• _SELECTION_:

§

So, while CIA head John Brennan now says it's "unknowable" if torture lead to information that actually saved lives, it's provable that torture led to information that facilitated war and destroyed lives. 

Nor was al-Libi the only one tortured to try to make the case for war. Many have reported that CIA interrogators waterboarded two alleged top al Qaeda detainees repeatedly -- Abu Zubaydah at least 83 times and Khalid Sheik Muhammed 183 times -- but few give the exact timing and context: The were so tortured in August 2002 and March 2003 respectively -- the beginning and end of the Bush administrations push for the invasion of Iraq.

This was somewhat acknowledged in the other Senate report on torture, released by the Armed Services Committee in 2008. It quoted Maj. Paul Burney, who worked as a psychiatrist at Guantanamo Bay prison: “A large part of the time we were focused on trying to establish a link between al-Qaeda and Iraq and we were not successful. The more frustrated people got in not being able to establish that link … there was more and more pressure to resort to measures that might produce more immediate results.” The GTMO Interrogation Control Element Chief, David Becker told the Armed Services Committee he was urged to use more aggressive techniques, being told at one point "the office of Deputy Secretary of Defense [Paul] Wolfowitz had called to express concerns about the insufficient intelligence production at GTMO."

§

• _STATED GOAL 1_: List every year mentioned in the passage on torture.
The passage on torture and the records below are unrelated to each other.

§

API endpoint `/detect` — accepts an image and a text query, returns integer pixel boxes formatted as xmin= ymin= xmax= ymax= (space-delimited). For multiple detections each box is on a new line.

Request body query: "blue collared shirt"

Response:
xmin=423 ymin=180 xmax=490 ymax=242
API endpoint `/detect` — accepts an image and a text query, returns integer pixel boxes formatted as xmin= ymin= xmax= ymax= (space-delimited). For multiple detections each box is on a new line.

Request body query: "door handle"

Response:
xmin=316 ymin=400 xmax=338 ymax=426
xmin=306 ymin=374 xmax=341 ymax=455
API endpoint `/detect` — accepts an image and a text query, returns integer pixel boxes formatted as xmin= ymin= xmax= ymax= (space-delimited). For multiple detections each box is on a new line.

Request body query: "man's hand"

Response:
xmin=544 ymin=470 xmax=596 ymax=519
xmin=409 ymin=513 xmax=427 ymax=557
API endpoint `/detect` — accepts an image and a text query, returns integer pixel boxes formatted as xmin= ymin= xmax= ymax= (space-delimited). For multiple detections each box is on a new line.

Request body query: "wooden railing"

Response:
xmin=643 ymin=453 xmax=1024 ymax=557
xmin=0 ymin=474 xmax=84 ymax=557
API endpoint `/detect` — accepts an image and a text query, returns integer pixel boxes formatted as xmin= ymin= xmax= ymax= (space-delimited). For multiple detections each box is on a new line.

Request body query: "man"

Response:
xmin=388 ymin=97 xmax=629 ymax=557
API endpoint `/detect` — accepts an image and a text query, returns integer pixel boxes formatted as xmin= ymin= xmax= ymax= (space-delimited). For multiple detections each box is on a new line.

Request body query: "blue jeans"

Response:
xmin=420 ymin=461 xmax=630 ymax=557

§

• _STATED GOAL 2_: Find each line in the records that contains the word "Request" and copy those lines.

• _CORRECT OUTPUT 1_: 2002, 2003, 2008

• _CORRECT OUTPUT 2_:
Request body query: "blue collared shirt"
Request body query: "door handle"
Request body query: "man's hand"
Request body query: "wooden railing"
Request body query: "man"
Request body query: "blue jeans"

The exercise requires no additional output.